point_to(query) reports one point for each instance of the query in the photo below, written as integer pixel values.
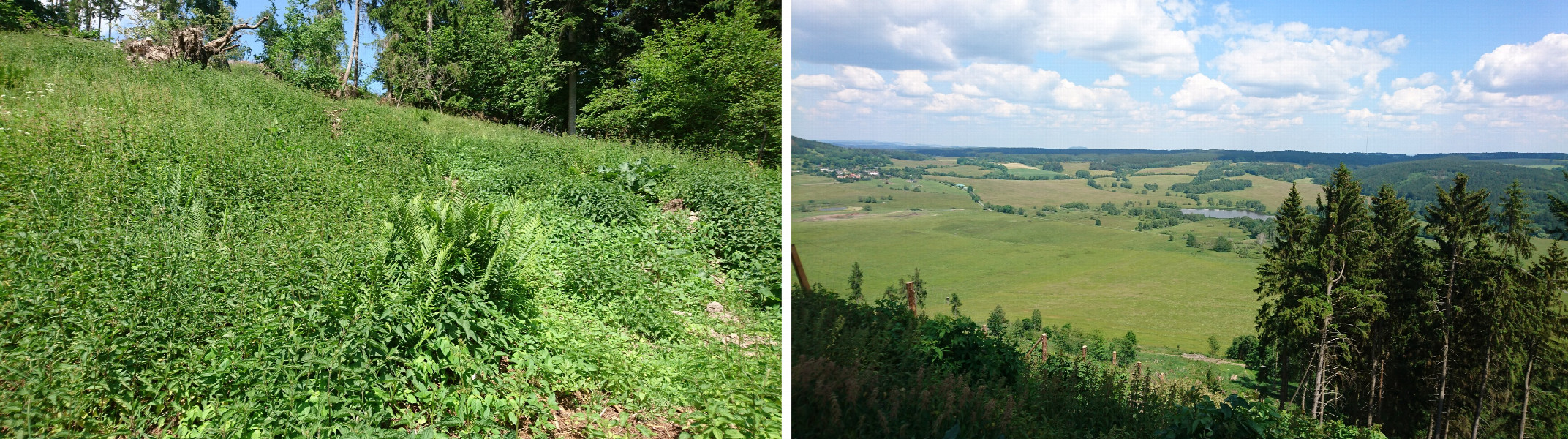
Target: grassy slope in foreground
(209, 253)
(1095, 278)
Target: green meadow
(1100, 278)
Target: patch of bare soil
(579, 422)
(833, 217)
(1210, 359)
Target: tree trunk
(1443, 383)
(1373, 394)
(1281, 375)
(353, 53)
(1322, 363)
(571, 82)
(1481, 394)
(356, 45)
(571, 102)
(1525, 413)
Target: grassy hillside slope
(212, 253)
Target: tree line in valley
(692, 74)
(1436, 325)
+ + + + + + +
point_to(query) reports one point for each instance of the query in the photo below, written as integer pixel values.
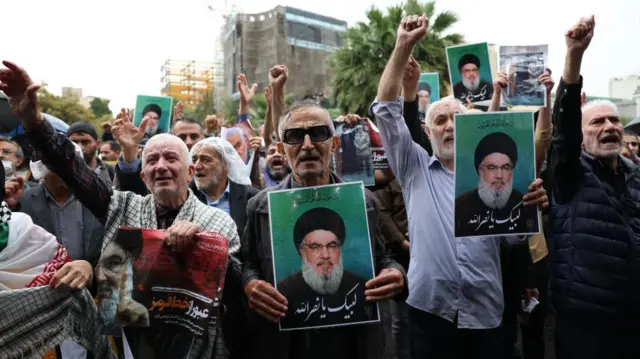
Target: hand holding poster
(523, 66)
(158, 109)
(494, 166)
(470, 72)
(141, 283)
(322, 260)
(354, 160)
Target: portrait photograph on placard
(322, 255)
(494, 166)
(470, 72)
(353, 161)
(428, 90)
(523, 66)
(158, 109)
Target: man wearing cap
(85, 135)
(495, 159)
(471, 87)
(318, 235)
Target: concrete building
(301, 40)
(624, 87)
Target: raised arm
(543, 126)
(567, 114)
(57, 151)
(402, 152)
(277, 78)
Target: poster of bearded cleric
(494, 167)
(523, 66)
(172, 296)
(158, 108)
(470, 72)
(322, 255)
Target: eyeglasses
+ + + + + + +
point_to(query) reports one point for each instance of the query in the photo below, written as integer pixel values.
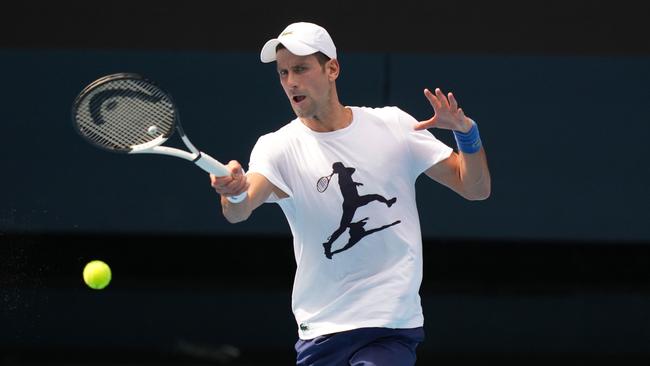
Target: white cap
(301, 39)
+ + + + + + +
• What is needed:
Please give the lines again, starting at the line that contains "Target: green meadow" and ending at the line that contains "(1436, 325)", with "soil" switched to "earth" and everything else unchanged.

• Complete response:
Target: green meadow
(1100, 278)
Target: patch of bare earth
(579, 422)
(833, 217)
(1210, 359)
Target: tree trunk
(1443, 383)
(1373, 394)
(1281, 375)
(353, 53)
(1322, 363)
(571, 82)
(1481, 394)
(356, 45)
(571, 102)
(1525, 413)
Target: grassy hillside slope
(212, 253)
Target: tree line in valley
(692, 74)
(1436, 325)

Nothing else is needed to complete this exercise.